__What you need to do__: What lines in the entries below contain the word "this"? Copy all of them.

__Data excerpts__:
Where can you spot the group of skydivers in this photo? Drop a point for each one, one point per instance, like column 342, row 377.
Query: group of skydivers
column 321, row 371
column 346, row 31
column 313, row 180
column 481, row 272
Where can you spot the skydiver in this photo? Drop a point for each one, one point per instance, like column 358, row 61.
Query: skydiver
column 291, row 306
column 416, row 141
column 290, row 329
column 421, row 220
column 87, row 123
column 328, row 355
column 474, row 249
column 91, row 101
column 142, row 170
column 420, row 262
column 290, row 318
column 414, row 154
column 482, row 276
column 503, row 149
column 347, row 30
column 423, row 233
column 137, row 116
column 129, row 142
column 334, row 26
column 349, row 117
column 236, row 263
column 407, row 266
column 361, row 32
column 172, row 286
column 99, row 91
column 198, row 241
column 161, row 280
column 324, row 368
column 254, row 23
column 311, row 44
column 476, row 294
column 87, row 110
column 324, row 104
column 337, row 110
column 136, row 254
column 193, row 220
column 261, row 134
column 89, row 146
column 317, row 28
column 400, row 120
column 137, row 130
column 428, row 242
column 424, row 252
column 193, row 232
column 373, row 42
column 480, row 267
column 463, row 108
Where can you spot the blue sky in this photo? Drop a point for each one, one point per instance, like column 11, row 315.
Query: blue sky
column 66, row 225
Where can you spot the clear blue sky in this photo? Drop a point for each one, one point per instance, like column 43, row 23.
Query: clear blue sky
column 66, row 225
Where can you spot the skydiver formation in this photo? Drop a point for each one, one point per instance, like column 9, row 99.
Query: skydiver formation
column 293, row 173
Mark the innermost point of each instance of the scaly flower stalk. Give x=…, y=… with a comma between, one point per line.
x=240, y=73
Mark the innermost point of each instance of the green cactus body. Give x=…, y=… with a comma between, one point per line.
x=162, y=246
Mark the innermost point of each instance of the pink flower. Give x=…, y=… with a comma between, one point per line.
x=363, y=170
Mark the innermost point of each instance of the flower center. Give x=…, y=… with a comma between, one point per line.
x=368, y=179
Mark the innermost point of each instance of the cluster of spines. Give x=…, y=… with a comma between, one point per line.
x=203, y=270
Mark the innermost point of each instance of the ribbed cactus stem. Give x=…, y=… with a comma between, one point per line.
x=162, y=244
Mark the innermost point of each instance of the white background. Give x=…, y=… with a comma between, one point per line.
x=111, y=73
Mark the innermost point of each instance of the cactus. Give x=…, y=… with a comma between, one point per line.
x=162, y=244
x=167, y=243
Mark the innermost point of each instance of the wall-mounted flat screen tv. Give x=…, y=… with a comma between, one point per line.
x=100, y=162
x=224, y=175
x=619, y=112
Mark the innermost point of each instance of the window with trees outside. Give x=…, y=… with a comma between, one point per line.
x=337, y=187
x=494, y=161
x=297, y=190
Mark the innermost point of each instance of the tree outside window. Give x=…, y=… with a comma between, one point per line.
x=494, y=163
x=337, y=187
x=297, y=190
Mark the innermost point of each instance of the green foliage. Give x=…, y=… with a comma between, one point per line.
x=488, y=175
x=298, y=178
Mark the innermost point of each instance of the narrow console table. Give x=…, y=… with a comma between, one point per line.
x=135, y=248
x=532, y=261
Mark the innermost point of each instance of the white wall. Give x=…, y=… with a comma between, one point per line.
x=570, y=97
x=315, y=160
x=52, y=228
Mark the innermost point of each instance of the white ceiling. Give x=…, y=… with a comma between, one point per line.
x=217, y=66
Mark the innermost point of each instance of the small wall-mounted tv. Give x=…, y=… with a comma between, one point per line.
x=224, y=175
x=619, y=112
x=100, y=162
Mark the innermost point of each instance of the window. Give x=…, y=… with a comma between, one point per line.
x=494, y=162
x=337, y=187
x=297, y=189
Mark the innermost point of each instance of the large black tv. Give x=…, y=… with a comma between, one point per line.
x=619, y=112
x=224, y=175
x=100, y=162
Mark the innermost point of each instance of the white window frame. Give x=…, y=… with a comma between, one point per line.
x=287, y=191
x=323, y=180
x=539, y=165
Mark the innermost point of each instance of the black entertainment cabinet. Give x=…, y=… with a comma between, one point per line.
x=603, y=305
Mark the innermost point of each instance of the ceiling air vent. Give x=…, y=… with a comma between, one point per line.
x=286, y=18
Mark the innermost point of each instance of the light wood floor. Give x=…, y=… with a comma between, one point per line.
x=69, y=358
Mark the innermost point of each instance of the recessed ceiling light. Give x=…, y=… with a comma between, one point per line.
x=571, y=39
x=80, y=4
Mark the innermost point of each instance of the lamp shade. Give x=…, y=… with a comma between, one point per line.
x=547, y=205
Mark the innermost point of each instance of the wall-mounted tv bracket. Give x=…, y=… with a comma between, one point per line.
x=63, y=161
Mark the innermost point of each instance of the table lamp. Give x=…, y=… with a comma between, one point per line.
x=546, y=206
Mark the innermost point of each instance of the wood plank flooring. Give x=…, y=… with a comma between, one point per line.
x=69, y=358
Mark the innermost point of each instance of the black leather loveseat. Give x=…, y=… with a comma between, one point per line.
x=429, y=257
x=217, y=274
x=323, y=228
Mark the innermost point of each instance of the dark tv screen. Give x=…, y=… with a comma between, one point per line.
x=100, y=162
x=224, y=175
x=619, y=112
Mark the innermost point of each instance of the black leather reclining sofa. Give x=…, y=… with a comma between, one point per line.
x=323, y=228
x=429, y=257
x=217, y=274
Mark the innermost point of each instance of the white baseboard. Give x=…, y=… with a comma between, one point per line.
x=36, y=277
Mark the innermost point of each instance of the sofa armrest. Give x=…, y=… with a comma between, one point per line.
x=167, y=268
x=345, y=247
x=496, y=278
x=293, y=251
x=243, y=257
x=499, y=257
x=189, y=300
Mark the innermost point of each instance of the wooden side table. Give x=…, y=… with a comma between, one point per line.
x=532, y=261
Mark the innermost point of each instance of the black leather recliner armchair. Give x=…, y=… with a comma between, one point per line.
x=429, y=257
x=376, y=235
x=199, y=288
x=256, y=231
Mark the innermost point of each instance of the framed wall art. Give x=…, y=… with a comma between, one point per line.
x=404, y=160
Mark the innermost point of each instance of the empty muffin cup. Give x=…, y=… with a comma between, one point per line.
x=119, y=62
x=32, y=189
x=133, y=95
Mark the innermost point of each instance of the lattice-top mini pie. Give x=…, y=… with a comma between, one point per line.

__Answer for the task__:
Where can you spot the group of skydivers in this photo? Drop a point for each one, one point per instance, like column 342, row 377.
Where can you spot the skydiver in this photo? Drop a point for each one, one point per instance, like column 358, row 61.
Where can you spot the blue sky in this photo? Drop a point for each one, one point per instance, like column 11, row 315.
Where can you spot the clear blue sky in this photo? Drop a point for each one, one point per instance, like column 43, row 23.
Where can you spot the skydiver formation in this photo? Drop a point for each one, one point per instance, like column 9, row 99.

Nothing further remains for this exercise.